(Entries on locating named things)
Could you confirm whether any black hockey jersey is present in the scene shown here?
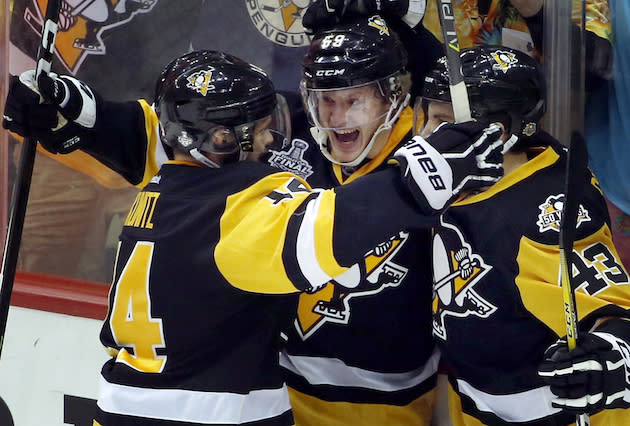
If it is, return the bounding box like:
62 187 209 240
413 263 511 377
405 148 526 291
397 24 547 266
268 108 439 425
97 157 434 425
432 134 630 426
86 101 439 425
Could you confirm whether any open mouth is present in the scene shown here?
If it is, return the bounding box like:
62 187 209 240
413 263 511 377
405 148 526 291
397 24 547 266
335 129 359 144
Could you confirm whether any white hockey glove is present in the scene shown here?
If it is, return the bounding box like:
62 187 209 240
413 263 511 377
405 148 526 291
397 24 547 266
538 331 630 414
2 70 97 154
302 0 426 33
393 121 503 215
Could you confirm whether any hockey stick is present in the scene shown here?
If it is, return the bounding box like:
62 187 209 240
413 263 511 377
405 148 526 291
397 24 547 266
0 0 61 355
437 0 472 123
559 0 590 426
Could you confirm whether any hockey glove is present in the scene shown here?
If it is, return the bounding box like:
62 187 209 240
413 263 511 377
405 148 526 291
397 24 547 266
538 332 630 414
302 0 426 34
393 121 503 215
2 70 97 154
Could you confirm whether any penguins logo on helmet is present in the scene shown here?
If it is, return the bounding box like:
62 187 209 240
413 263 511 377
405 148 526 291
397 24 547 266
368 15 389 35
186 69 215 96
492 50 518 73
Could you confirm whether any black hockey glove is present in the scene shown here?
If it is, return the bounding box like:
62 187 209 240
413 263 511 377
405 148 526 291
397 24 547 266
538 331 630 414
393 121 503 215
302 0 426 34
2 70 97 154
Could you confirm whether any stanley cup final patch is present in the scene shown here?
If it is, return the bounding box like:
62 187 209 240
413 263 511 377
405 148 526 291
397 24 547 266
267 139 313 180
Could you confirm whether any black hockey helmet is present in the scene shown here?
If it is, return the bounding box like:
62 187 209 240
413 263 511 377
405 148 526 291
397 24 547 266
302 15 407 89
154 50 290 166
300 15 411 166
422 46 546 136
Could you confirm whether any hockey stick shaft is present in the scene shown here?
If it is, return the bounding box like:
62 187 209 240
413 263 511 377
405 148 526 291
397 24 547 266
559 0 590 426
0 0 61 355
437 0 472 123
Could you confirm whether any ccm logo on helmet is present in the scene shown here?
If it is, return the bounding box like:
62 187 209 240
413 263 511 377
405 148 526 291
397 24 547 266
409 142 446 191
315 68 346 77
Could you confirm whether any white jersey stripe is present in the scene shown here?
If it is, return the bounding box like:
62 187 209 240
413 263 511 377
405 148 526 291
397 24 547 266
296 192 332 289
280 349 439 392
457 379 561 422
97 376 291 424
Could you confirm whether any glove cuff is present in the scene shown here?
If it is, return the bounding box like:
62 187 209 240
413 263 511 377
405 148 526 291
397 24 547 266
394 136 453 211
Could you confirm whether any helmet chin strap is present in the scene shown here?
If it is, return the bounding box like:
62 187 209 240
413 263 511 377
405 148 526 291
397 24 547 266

■ **Task statement**: Output all of the records above line for line with no changes, but omit the pictures.

■ **Answer**:
Could you confirm whether any black hockey jersey is present in the scene shown here?
If it is, return the bounding box like:
62 187 209 240
413 263 511 377
405 148 526 291
397 24 547 266
268 108 439 425
97 157 434 425
432 134 630 426
86 101 439 425
Could you confirm whether any open mouth is present in the scene shown here?
If it is, return the bounding box like:
62 187 209 240
413 263 511 377
405 148 526 291
397 24 547 266
335 129 359 144
Could you confirm whether any white hockey glove is present in the scene shown here?
If it is, return the bounding box like:
62 187 209 240
413 263 511 377
405 148 526 291
397 24 547 266
538 331 630 414
2 70 97 154
302 0 426 33
393 121 503 215
Could you confirm whether any hockey stick is present in the scene shown here?
If it is, return the bounding box like:
62 187 209 240
413 263 511 377
405 148 526 291
397 24 547 266
0 0 61 355
437 0 472 123
559 0 590 426
Could you confirm whether any hockey glove is present in the scene shown here?
If it is, return the bounding box like:
62 187 209 240
413 263 511 377
405 148 526 291
397 24 547 266
538 332 630 414
302 0 426 34
393 121 503 215
2 70 97 154
Could you confirm whether any penguins logo on helmet is present in the scene shown here?
If it is, return the bounding box like:
62 187 209 240
413 263 511 377
405 148 526 291
397 24 547 266
368 15 389 35
186 69 215 96
492 50 518 73
Could you confirm whether any black hockey glove is present in the scene shown here?
If it is, return the bounding box like:
62 187 209 240
413 263 511 377
405 148 526 291
397 24 547 266
538 331 630 414
393 121 503 215
302 0 426 34
2 70 97 154
Could you confirm whether any stanley cup final patch is present in the scene shown here?
If it is, return the bounding box like:
62 187 209 240
413 263 511 377
405 148 526 291
397 24 547 266
267 139 313 180
Could you confirm whether any black hockey helmet is present in the scene shown here?
If it is, return the bounding box like:
62 187 209 240
413 263 511 377
405 148 526 291
397 24 547 266
302 15 407 89
154 50 290 166
300 15 411 166
422 46 546 136
Could you confirm whether any hockey stick shaft is present in the scene shown here?
If it is, return the bounding box like:
62 187 209 240
413 263 511 377
405 148 526 291
397 24 547 266
559 0 590 426
0 0 61 355
437 0 472 123
Could you confirm whether any ccm logo on helmet is present in the scene shown here?
If it is, return the bounding box like:
62 187 209 240
413 263 511 377
405 148 526 291
397 24 547 266
409 142 446 191
315 68 346 77
Could you confirm whether any white jersey stripe is present in the scene shown here?
If it is, return the bounding box like:
62 187 209 240
413 263 511 377
405 148 526 291
397 24 547 266
296 192 332 289
280 349 439 392
457 379 561 422
97 376 291 424
Could you confirm whether any glove cuff is present in the scene shown here?
If it is, return the bounding box like:
62 187 209 240
413 263 511 377
405 148 526 291
397 24 547 266
394 136 453 211
Could you confirm whether any helmet chin strap is present in the scene shown here?
If it is, return the bounding box like:
62 187 209 240
413 263 511 377
405 148 526 291
397 24 547 266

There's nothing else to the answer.